Brief: Filter the listing and keep only the lines with the word "Target".

Material provided:

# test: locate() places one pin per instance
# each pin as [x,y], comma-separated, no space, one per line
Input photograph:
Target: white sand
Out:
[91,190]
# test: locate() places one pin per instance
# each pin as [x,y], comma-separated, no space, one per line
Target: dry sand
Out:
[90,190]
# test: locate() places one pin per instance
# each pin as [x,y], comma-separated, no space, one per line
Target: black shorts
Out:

Reply to the task:
Target: white sand
Target: dry sand
Target: black shorts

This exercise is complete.